▶ **Data excerpts**:
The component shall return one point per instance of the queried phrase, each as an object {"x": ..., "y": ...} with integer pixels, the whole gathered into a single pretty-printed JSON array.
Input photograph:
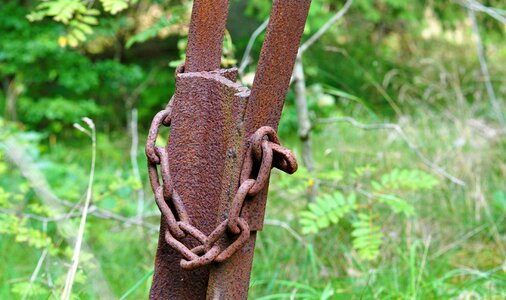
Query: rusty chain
[{"x": 264, "y": 149}]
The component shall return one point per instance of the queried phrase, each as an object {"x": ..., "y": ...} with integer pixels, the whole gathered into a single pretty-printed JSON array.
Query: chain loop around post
[{"x": 264, "y": 149}]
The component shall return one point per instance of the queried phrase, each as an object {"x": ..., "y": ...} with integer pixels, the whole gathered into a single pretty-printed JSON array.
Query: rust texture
[
  {"x": 205, "y": 38},
  {"x": 230, "y": 280},
  {"x": 210, "y": 182}
]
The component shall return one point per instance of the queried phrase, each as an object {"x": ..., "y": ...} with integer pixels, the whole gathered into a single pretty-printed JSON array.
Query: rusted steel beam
[
  {"x": 205, "y": 38},
  {"x": 204, "y": 151},
  {"x": 216, "y": 165},
  {"x": 230, "y": 280}
]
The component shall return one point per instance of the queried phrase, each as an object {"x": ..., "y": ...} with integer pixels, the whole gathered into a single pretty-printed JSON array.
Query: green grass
[{"x": 453, "y": 247}]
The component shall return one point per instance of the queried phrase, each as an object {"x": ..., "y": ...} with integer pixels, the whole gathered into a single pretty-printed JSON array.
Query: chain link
[{"x": 264, "y": 149}]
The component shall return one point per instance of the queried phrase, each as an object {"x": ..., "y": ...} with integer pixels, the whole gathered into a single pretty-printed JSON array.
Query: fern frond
[
  {"x": 114, "y": 6},
  {"x": 325, "y": 211},
  {"x": 367, "y": 237}
]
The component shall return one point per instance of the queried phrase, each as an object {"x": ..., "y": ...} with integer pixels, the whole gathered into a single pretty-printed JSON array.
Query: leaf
[
  {"x": 367, "y": 237},
  {"x": 114, "y": 6}
]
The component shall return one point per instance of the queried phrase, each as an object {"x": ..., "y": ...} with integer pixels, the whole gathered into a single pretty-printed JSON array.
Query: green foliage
[
  {"x": 326, "y": 211},
  {"x": 78, "y": 16},
  {"x": 367, "y": 237}
]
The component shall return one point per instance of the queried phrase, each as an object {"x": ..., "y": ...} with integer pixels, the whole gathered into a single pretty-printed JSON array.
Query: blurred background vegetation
[{"x": 401, "y": 189}]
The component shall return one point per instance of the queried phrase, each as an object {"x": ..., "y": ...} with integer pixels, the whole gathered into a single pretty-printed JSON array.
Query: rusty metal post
[
  {"x": 215, "y": 168},
  {"x": 230, "y": 280}
]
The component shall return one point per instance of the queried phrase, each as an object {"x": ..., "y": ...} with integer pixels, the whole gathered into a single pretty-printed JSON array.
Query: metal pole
[{"x": 215, "y": 168}]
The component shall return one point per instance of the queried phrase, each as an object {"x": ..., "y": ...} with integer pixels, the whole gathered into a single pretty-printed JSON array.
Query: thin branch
[
  {"x": 246, "y": 58},
  {"x": 135, "y": 165},
  {"x": 498, "y": 14},
  {"x": 287, "y": 227},
  {"x": 35, "y": 273},
  {"x": 67, "y": 290},
  {"x": 403, "y": 135},
  {"x": 325, "y": 27},
  {"x": 484, "y": 66},
  {"x": 17, "y": 155}
]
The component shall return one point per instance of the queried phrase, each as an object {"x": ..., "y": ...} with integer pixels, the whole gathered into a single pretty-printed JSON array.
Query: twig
[
  {"x": 403, "y": 135},
  {"x": 67, "y": 290},
  {"x": 18, "y": 156},
  {"x": 484, "y": 66},
  {"x": 458, "y": 242},
  {"x": 35, "y": 273},
  {"x": 246, "y": 59},
  {"x": 498, "y": 14},
  {"x": 135, "y": 165},
  {"x": 325, "y": 27}
]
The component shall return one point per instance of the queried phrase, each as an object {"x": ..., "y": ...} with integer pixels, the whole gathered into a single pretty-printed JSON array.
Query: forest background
[{"x": 396, "y": 113}]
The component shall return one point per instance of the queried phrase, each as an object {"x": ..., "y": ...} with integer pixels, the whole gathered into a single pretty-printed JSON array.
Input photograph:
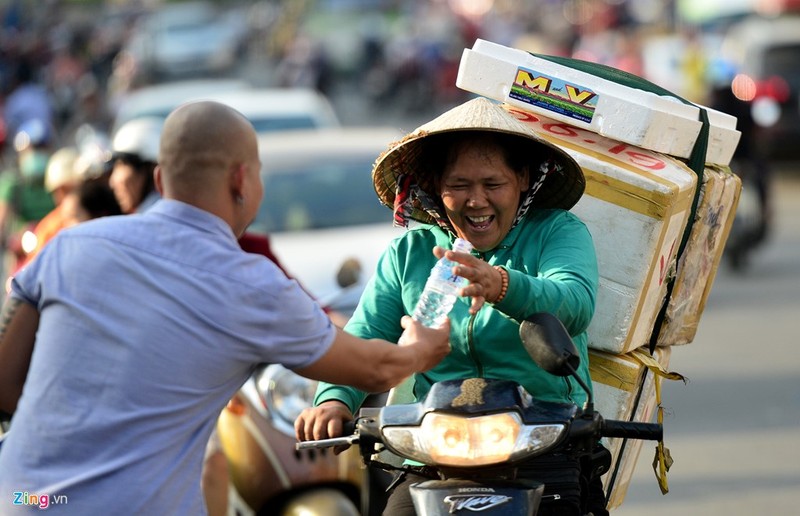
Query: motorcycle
[
  {"x": 256, "y": 432},
  {"x": 474, "y": 433}
]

▶ **Task prompt**: The records above should be written out in full and unchanged, except that pictures are dropped.

▶ **Response below**:
The component shall return one point per instance of the queried phrase, each as an object {"x": ..., "y": ...} with integer pixels, the whole gathered into a single pretty-printed JSON array.
Input photograph:
Query: rusty chain
[{"x": 264, "y": 149}]
The component shall return one point per instance of the queried phrase, each as an object {"x": ..., "y": ...} with integer pixels, the whole gathered into a single pretty-printed JSON array.
Query: chain loop around post
[{"x": 264, "y": 149}]
The component shall return one point per instance of the queried phrase, each as an object {"x": ..., "y": ...} with integer pixels, the whole gathered into a single pretty-printed JSON array.
Query: rust texture
[
  {"x": 205, "y": 38},
  {"x": 230, "y": 280},
  {"x": 210, "y": 182}
]
The component shall return one point per instance of the queried phrase, each as an object {"x": ..., "y": ...} with integer pixels, the whole gathered into a single pretty-printed JSON array.
Query: rusted steel beam
[
  {"x": 205, "y": 38},
  {"x": 204, "y": 151},
  {"x": 216, "y": 165},
  {"x": 230, "y": 280}
]
The component shall return one point per instance of the queried phrase, each as an object {"x": ..., "y": ...} with integer pixels, the whole gathered into a single pretty-printed JSON array.
Query: green grass
[{"x": 453, "y": 247}]
The component shall return one point per instance of the queried phrase, each as an object {"x": ..., "y": ...} with integer pixels, the whole gathered into a single pretty-printed JSON array.
Query: chain link
[{"x": 264, "y": 149}]
The component shall return one point per instance of the queried phrase, each as an object {"x": ..., "y": ...} with integer pixels, the whole gathered into a single pretty-printed JSON array.
Query: fern frond
[
  {"x": 114, "y": 6},
  {"x": 325, "y": 211},
  {"x": 367, "y": 237}
]
The component shall return one point per instance of the queried phrase, each as an object {"x": ..., "y": ...} with integer pixels, the whole gathered into a single pretty-printed JSON array.
Query: leaf
[
  {"x": 367, "y": 237},
  {"x": 114, "y": 6}
]
The component shall return one point per instance of the queried phrase, each as an object {"x": ..., "y": ...} with integer pixels, the whole gathered into a single pretty-printed JSON array.
Query: green foliage
[
  {"x": 326, "y": 211},
  {"x": 78, "y": 16},
  {"x": 367, "y": 237}
]
The component shall return one point per instance of the queried phrase, each as an object {"x": ..., "y": ...} with integer pixels, the whole gathered into a single pretty-printed JSON array.
Query: blurred background vegetation
[{"x": 401, "y": 189}]
The component shall return one point per instance of the queried phrase, each as an object {"x": ..., "y": ...} with integer pixels, the whole gathered into a single pretty-printed JSON array.
Query: rusty metal post
[
  {"x": 215, "y": 168},
  {"x": 230, "y": 280}
]
The component shall return one point per instance of the queried phrase, each as an object {"x": ..., "y": ...} with integer pixels, the whole gathered into a single pretty-printed JSON array.
Query: metal pole
[{"x": 215, "y": 168}]
The component shall return one point per instance of the queried phrase, each as an object {"x": ..., "y": ...} with integer pixels, the whole gathered into a single pretty-printed JSON array.
Query: thin branch
[
  {"x": 246, "y": 58},
  {"x": 135, "y": 165},
  {"x": 498, "y": 14},
  {"x": 287, "y": 227},
  {"x": 35, "y": 273},
  {"x": 67, "y": 290},
  {"x": 403, "y": 135},
  {"x": 325, "y": 27},
  {"x": 484, "y": 66},
  {"x": 17, "y": 155}
]
The component shall return one point per instance of the queried phrase, each as an object {"x": ..., "y": ...} with integer pixels, the whole gathered into a single pretty-printed JSON array.
Query: twig
[
  {"x": 403, "y": 135},
  {"x": 67, "y": 290},
  {"x": 18, "y": 156},
  {"x": 484, "y": 66},
  {"x": 458, "y": 242},
  {"x": 35, "y": 273},
  {"x": 246, "y": 59},
  {"x": 498, "y": 14},
  {"x": 135, "y": 165},
  {"x": 325, "y": 27}
]
The component shall return one point per instance of the queried phrase, each as an object {"x": ..., "y": ...} with integer pixels, the whole gathered into a single pretty-printed JSON array.
Query: forest background
[{"x": 396, "y": 113}]
The component shall return one point per instance of the queried phrase, each as an object {"x": ..., "y": ...} with integer pixels, the whole gathered into a single pretty-printed JSON array.
Input photograph:
Query: motorcycle
[
  {"x": 256, "y": 432},
  {"x": 474, "y": 433}
]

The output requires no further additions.